▶ [Provided records]
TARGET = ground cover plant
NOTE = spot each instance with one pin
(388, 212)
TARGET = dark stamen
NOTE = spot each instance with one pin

▶ [Exercise] Tell how many lines above contain the word "TARGET". Give the number alone.

▶ [Result of the exercise] 2